Passage provided:
He killed 30 people, including gendarmes. Throughout his life he also robbed farms and drove away cattle and horses; for these crimes he was constantly fleeing law enforcement. In 1845, he submitted a petition for clemency to the king, claiming that he would like to live an honest life, but his petition for clemency was rejected by the monarch.

=== During the Hungarian Revolution of 1848 ===
In October 1848 on behalf of the Committee of Defence (Honvédelmi Bizottmány), he joined the Hungarian Revolution of 1848 with his company of 150 mounted fighters. With their unusual appearance and fighting style, they were successful in their fight for freedom. On 17 November, Colonel Lajos Asbóth sent Sándor Rózsa's Free Troops to disarm the Serbian majority village of Ezeres, where Rózsa robbed the village and killed 36 of its inhabitants: those who did not voluntarily and immediately hand over their jewellery and valuables. This scandal soon led Sebő Vukovics, the Hungarian government's commissioner for Southern Hungary, to disband Rózsa's Free Corps.

His favourite hiding places were the islets on Ludas Lake (now Ludaš Lake, Serbia).

Data to examine:
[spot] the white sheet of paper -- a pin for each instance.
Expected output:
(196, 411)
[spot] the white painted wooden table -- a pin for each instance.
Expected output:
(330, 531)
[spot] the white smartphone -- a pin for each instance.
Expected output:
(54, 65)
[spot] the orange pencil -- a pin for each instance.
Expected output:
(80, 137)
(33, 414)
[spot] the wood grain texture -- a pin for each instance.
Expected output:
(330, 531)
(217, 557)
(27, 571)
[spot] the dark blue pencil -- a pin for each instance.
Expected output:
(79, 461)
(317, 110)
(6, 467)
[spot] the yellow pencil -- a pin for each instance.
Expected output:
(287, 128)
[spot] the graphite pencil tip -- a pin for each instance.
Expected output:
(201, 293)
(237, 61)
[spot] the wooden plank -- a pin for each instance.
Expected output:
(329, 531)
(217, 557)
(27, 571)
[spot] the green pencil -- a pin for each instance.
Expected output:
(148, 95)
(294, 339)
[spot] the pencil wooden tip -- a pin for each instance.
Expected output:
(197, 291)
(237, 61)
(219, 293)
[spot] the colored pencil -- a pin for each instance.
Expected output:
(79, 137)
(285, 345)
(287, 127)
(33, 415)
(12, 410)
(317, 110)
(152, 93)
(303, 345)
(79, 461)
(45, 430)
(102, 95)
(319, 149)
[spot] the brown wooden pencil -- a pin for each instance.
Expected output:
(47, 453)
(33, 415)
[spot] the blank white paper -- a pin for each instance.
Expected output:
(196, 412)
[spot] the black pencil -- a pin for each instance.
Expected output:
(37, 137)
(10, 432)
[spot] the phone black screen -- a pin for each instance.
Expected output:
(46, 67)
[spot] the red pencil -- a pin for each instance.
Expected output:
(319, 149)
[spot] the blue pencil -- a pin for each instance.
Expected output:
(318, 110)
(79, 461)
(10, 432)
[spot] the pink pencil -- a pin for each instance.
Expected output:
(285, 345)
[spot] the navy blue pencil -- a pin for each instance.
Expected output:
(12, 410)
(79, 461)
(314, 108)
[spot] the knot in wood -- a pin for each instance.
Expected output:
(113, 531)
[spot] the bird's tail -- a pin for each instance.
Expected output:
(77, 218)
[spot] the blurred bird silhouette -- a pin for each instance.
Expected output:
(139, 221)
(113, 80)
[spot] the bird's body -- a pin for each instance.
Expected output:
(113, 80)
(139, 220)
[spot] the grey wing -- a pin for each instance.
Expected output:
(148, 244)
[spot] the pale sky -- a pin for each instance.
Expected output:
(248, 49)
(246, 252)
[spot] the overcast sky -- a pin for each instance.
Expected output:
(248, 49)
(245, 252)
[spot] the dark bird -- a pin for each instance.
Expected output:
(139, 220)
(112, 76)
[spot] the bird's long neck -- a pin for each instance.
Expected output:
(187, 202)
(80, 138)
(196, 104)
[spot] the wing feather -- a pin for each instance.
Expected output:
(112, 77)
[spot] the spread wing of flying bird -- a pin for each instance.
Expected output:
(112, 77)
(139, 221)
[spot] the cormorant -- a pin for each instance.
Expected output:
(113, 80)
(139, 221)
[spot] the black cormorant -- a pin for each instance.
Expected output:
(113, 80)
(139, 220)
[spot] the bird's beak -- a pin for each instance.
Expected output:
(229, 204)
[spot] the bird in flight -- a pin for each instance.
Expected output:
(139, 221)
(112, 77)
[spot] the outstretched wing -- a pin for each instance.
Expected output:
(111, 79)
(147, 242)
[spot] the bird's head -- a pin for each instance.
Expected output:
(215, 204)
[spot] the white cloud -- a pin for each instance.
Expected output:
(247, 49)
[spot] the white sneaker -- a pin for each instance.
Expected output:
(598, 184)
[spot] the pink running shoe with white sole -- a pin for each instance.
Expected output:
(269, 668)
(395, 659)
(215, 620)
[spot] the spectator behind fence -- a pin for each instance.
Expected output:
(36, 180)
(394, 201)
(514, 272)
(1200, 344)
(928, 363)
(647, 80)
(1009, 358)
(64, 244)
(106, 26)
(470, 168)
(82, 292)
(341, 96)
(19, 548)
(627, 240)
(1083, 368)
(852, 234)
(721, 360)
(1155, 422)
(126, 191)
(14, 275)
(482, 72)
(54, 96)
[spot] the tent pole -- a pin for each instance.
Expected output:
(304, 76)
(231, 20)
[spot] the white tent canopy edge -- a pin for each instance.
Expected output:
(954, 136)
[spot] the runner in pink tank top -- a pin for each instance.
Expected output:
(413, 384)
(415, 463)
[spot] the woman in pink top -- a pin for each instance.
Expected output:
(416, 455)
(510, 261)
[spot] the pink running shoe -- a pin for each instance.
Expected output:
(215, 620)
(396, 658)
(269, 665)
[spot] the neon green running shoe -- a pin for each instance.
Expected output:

Action item:
Answer these questions from the passage on Sándor Rózsa.
1. In what year did he submit a petition for clemency to the king?
2. How many mounted fighters were in the company he joined the revolution with in October 1848?
3. What were his favorite hiding places?

Solution:
1. 1845
2. 150
3. The islets on Ludas Lake (now Ludaš Lake, Serbia)